Could you show all lines in the entries below that contain the string "steak"?

=== Begin Enclosure ===

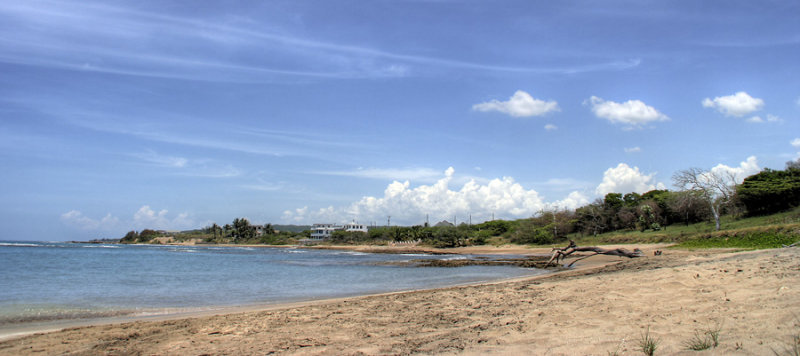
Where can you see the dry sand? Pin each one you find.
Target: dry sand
(754, 297)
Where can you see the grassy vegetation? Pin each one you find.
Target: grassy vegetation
(760, 232)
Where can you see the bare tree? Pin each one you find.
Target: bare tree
(716, 188)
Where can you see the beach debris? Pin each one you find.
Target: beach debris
(560, 254)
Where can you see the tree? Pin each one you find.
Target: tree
(770, 191)
(793, 164)
(591, 218)
(130, 238)
(715, 188)
(687, 206)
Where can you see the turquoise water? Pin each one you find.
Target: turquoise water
(42, 281)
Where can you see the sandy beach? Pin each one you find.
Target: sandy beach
(603, 307)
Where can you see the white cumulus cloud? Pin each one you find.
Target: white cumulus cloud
(738, 105)
(746, 168)
(633, 113)
(521, 104)
(624, 179)
(503, 197)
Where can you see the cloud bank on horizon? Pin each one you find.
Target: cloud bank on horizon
(170, 115)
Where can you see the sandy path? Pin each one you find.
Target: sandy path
(754, 295)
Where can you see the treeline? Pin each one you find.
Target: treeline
(705, 196)
(239, 231)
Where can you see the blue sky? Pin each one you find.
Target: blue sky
(121, 115)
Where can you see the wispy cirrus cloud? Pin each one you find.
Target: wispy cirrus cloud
(400, 174)
(145, 43)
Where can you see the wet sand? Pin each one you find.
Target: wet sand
(602, 307)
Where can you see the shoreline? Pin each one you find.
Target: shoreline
(37, 327)
(751, 296)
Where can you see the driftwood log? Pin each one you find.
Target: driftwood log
(560, 254)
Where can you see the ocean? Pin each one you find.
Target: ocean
(55, 281)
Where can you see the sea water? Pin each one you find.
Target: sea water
(44, 281)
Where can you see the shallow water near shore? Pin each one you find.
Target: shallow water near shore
(49, 281)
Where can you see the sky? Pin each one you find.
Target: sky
(124, 115)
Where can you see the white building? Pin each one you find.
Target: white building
(324, 231)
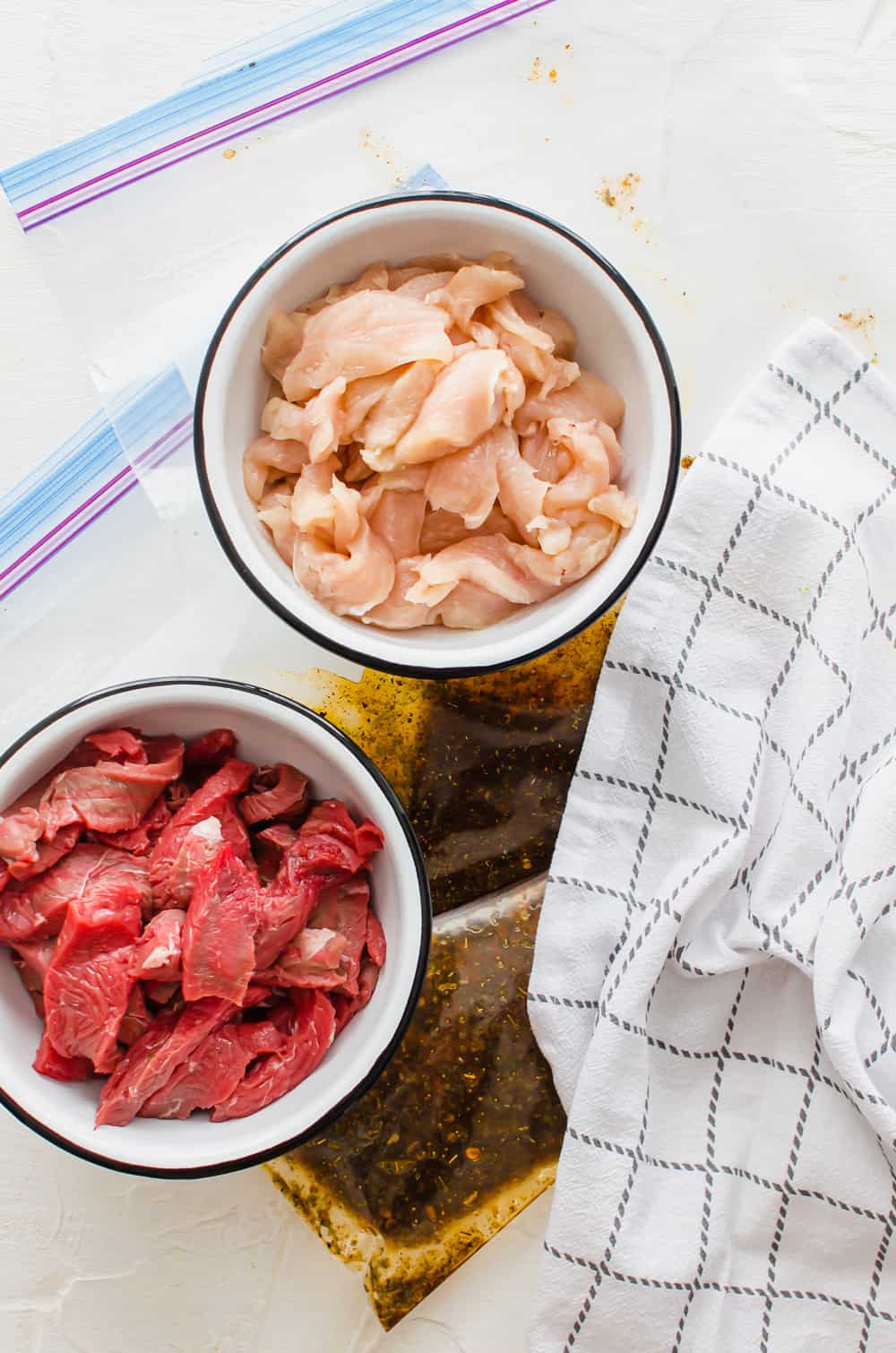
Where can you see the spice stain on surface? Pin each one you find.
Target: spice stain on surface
(858, 321)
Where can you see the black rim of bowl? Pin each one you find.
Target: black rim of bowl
(426, 905)
(345, 650)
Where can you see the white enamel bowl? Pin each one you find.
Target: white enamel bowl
(616, 339)
(270, 728)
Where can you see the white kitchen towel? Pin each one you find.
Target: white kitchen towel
(715, 971)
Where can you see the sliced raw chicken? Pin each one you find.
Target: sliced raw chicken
(469, 607)
(268, 453)
(467, 400)
(357, 573)
(392, 414)
(397, 612)
(310, 1029)
(586, 398)
(471, 287)
(365, 334)
(467, 482)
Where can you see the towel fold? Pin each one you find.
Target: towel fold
(715, 971)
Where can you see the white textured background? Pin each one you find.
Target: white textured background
(765, 140)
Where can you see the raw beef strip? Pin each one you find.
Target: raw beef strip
(270, 846)
(148, 1065)
(37, 908)
(375, 939)
(198, 846)
(111, 796)
(328, 849)
(209, 753)
(347, 1007)
(49, 1063)
(313, 958)
(19, 835)
(218, 950)
(310, 1026)
(159, 950)
(47, 854)
(141, 839)
(137, 1018)
(215, 798)
(279, 793)
(344, 909)
(88, 984)
(214, 1071)
(119, 745)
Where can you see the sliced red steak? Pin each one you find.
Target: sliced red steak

=== End Enclosure ===

RESPONSE:
Where can you see the sliced red steak? Pin each one you find.
Target: sliced red steak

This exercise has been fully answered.